▶ _EXERCISES TO COMPLETE_
• 1. According to the Roy Cornell biography, in what year did he graduate from Hatboro-Horsham High School?
• 2. Echo the Roy Cornell biography word for word, everything from "Personal details" down to "House of Representatives.".
• 3. Carry on the Roy Cornell biography after its last sentence.

Member of the Pennsylvania House of Representatives from the 152nd district
- In office January 2, 1979 – January 1, 2004
- Preceded by: Stewart Greenleaf
- Succeeded by: Susan Cornell

Personal details
- Born: December 5, 1943 Abington, Pennsylvania, U.S.
- Died: January 1, 2004 (aged 60) Harrisburg, Pennsylvania, U.S.
- Party: Republican
- Education: Temple University

= Roy Cornell =

American politician

Roy W. Cornell (December 5, 1943 – January 1, 2004) was a Republican member of the Pennsylvania House of Representatives.

== Education ==
He was a 1961 graduate of Hatboro-Horsham High School and attended Santa Ana Junior College. He graduated from Temple University and from the North Philadelphia Board of Realtors School.

▶ _DATA FOR ANALYSIS_
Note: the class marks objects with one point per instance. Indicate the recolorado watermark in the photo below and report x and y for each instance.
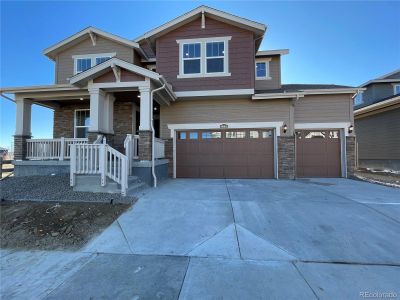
(379, 295)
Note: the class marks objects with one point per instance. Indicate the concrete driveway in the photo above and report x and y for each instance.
(231, 239)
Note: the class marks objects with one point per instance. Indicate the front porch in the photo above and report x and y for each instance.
(113, 106)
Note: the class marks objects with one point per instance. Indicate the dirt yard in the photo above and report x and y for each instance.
(52, 226)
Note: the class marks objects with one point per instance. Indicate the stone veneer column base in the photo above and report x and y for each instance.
(350, 155)
(286, 157)
(20, 146)
(145, 144)
(169, 154)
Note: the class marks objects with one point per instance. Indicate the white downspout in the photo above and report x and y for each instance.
(153, 133)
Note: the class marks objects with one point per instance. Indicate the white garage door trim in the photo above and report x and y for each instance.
(270, 125)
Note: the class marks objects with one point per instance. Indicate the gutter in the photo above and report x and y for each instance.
(153, 133)
(6, 97)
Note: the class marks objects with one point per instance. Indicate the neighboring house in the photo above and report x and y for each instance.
(377, 122)
(220, 109)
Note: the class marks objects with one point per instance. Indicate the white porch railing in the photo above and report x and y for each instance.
(42, 149)
(99, 159)
(159, 148)
(131, 144)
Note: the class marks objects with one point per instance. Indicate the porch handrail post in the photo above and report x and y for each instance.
(62, 148)
(102, 163)
(72, 170)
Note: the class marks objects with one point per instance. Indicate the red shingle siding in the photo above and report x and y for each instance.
(241, 56)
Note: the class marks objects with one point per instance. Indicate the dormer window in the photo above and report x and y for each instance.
(204, 57)
(86, 61)
(262, 69)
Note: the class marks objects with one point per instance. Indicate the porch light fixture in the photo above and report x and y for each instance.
(351, 128)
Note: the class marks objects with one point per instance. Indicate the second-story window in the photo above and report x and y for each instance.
(203, 57)
(86, 61)
(82, 64)
(262, 70)
(191, 58)
(396, 89)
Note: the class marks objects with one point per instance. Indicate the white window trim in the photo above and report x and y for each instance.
(203, 58)
(76, 126)
(92, 58)
(394, 88)
(267, 73)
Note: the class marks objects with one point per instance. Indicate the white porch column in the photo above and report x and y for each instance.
(109, 113)
(145, 113)
(23, 118)
(96, 110)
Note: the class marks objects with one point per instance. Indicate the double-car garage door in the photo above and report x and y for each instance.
(249, 153)
(241, 153)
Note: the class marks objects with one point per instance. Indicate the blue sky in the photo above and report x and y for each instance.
(330, 42)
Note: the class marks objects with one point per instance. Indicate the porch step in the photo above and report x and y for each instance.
(91, 183)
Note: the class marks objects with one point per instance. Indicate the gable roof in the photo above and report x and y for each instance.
(393, 76)
(257, 28)
(52, 51)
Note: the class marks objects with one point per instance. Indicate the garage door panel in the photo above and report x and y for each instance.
(216, 156)
(318, 153)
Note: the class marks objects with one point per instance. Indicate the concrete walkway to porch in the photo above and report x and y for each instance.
(231, 239)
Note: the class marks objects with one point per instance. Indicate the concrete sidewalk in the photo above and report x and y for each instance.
(231, 239)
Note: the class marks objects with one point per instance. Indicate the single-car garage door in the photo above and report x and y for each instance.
(318, 153)
(228, 153)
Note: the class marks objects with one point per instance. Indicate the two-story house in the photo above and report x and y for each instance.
(197, 99)
(377, 123)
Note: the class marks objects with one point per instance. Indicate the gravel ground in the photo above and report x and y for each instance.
(52, 188)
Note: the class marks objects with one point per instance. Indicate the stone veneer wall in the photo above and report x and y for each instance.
(286, 157)
(351, 155)
(20, 146)
(145, 143)
(169, 154)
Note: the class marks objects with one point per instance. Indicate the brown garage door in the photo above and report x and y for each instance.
(318, 153)
(241, 153)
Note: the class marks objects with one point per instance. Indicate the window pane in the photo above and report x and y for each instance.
(334, 134)
(193, 135)
(82, 132)
(315, 135)
(211, 135)
(235, 134)
(261, 70)
(191, 50)
(215, 49)
(100, 60)
(215, 65)
(267, 134)
(253, 134)
(83, 64)
(191, 66)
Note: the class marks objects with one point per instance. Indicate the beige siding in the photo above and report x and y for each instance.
(324, 108)
(378, 136)
(274, 73)
(222, 111)
(65, 62)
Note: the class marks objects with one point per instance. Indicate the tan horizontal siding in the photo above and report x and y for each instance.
(241, 56)
(274, 73)
(223, 111)
(324, 108)
(65, 62)
(378, 136)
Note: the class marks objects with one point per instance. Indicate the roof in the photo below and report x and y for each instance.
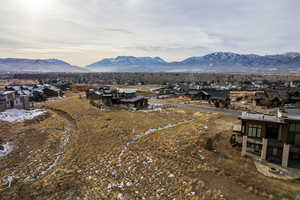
(287, 114)
(127, 90)
(292, 114)
(132, 100)
(259, 117)
(237, 128)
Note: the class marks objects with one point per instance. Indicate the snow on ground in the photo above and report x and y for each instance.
(15, 115)
(7, 149)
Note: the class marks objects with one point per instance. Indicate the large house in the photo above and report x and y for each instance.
(275, 139)
(10, 99)
(126, 96)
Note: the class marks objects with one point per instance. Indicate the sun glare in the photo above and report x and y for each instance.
(36, 5)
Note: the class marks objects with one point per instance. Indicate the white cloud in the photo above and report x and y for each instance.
(84, 31)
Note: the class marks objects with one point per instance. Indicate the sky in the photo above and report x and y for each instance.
(85, 31)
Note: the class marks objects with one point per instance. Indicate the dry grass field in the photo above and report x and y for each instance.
(87, 153)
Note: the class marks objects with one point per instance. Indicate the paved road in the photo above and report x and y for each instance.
(227, 111)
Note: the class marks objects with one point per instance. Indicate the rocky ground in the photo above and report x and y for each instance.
(81, 152)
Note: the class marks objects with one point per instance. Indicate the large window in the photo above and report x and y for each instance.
(254, 131)
(295, 136)
(295, 128)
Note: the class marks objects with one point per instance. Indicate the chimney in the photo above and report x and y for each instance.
(281, 114)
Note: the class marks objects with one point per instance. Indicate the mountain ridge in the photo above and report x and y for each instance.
(25, 65)
(217, 61)
(213, 62)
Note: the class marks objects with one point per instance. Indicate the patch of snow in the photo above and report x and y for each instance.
(15, 115)
(7, 149)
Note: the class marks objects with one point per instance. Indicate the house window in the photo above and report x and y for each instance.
(297, 139)
(274, 152)
(254, 131)
(295, 128)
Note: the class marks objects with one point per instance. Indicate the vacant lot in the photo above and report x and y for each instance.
(121, 154)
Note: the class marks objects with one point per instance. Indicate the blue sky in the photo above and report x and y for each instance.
(82, 32)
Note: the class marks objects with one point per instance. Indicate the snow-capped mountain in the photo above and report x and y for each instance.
(37, 65)
(214, 62)
(128, 64)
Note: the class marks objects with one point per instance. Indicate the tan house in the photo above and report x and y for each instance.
(10, 99)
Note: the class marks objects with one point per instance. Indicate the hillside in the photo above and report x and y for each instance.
(215, 62)
(37, 65)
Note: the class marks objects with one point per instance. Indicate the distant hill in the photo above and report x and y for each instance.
(128, 64)
(215, 62)
(36, 65)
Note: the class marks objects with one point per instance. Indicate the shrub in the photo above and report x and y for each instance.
(209, 145)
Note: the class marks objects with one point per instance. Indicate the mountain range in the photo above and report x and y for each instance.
(214, 62)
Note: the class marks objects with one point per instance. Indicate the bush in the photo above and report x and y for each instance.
(209, 145)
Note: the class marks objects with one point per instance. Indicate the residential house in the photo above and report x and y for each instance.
(10, 99)
(275, 139)
(195, 94)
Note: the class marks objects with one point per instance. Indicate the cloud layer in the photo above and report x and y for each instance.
(82, 32)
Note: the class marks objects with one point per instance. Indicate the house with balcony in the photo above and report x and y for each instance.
(273, 138)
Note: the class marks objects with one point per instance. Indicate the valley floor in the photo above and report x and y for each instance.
(78, 151)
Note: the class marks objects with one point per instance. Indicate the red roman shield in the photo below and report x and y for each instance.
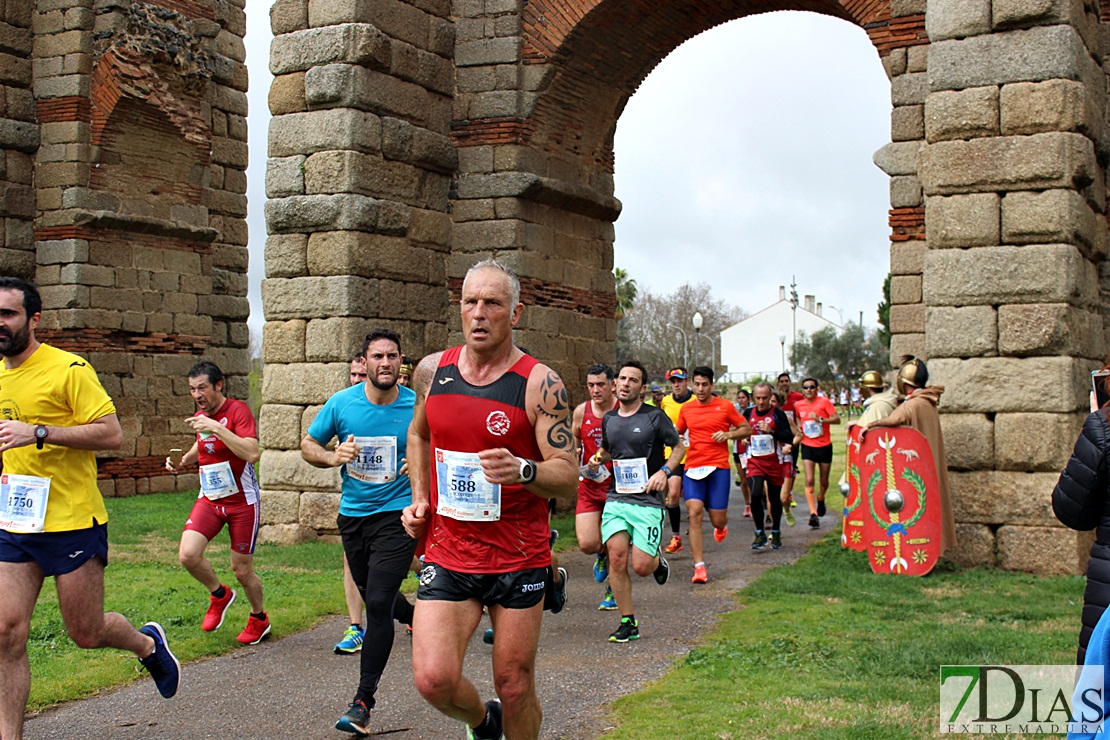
(853, 531)
(899, 503)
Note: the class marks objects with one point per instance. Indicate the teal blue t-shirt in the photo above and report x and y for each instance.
(371, 483)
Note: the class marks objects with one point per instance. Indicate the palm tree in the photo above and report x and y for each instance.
(626, 292)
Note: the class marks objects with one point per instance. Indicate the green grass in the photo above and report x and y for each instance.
(824, 648)
(144, 581)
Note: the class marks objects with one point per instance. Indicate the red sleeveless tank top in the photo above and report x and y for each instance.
(468, 418)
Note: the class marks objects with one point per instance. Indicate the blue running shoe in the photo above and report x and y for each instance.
(608, 604)
(162, 664)
(352, 640)
(356, 719)
(602, 567)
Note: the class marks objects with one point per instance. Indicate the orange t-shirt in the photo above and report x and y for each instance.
(808, 411)
(703, 421)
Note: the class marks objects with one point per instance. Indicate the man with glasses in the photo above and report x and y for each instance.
(814, 416)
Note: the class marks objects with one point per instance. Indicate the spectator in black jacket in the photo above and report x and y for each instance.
(1081, 500)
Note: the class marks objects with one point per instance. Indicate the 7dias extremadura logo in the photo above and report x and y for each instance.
(1008, 699)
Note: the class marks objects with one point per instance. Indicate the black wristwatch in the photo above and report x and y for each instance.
(527, 472)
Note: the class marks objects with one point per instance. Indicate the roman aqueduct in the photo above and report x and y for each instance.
(411, 138)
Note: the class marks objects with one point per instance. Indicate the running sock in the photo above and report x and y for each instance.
(488, 728)
(676, 517)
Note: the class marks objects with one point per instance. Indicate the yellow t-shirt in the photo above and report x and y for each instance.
(670, 407)
(54, 387)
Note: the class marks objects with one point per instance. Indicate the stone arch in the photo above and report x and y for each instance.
(998, 237)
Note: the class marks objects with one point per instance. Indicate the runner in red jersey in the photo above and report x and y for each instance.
(594, 487)
(488, 444)
(789, 398)
(814, 415)
(770, 434)
(226, 448)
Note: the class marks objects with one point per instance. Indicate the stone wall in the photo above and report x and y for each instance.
(359, 180)
(134, 118)
(1015, 196)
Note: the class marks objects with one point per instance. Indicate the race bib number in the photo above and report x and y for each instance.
(631, 475)
(700, 473)
(376, 462)
(23, 505)
(218, 482)
(760, 445)
(464, 494)
(601, 476)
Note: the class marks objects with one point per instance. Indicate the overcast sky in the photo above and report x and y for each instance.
(744, 159)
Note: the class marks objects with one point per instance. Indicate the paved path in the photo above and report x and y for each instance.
(295, 687)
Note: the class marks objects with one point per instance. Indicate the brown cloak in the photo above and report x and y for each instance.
(919, 412)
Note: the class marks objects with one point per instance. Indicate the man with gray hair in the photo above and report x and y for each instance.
(490, 443)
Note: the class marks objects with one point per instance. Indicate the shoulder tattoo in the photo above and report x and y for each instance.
(554, 405)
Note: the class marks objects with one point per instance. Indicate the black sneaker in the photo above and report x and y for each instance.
(162, 664)
(493, 713)
(555, 597)
(356, 719)
(662, 573)
(627, 630)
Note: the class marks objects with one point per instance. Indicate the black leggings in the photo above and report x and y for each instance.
(759, 484)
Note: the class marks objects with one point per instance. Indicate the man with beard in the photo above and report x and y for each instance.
(371, 419)
(226, 448)
(488, 445)
(633, 438)
(54, 414)
(594, 487)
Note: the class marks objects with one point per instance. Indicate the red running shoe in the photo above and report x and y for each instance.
(218, 609)
(254, 631)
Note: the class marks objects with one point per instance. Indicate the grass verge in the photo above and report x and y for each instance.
(144, 583)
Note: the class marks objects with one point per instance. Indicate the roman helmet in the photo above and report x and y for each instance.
(871, 379)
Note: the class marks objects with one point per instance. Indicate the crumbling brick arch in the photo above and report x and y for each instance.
(601, 51)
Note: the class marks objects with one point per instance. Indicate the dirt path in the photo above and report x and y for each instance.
(295, 687)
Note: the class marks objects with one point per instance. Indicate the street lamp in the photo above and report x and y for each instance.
(684, 341)
(697, 332)
(794, 310)
(714, 355)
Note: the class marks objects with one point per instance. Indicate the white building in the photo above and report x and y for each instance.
(760, 344)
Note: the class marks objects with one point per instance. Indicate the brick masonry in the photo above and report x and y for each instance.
(487, 132)
(139, 235)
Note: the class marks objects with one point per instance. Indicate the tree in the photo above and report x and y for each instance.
(626, 292)
(828, 355)
(884, 310)
(652, 338)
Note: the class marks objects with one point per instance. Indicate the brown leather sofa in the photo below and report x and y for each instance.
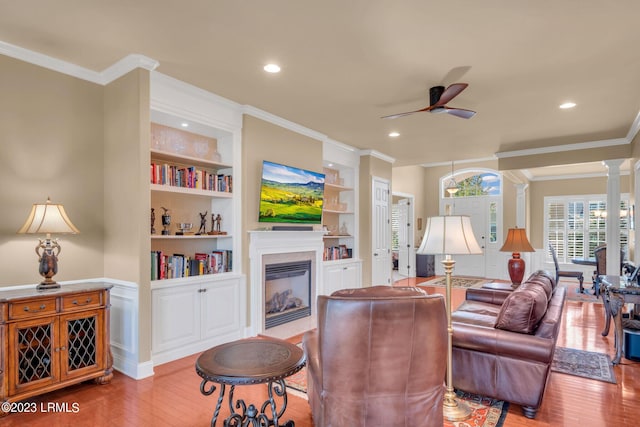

▶ _SOLVED TASKS_
• 1. 1961

• 2.
Personal details
- Born: December 5, 1943 Abington, Pennsylvania, U.S.
- Died: January 1, 2004 (aged 60) Harrisburg, Pennsylvania, U.S.
- Party: Republican
- Education: Temple University

= Roy Cornell =

American politician

Roy W. Cornell (December 5, 1943 – January 1, 2004) was a Republican member of the Pennsylvania House of Representatives.

• 3.
== Career ==
He was first elected to represent the 152nd legislative district in the Pennsylvania House of Representatives in 1978. He was the House Republican Caucus Secretary from 1993 to 1994 and was elected Republican Policy Chairman in 1997.

== Death ==
Cornell died on January 1, 2004, of a brain tumor.

== Legacy ==
In 2006, Pennsylvania Route 263 (York Road) through Hatboro was named the Roy W. Cornell Memorial Highway in his honor.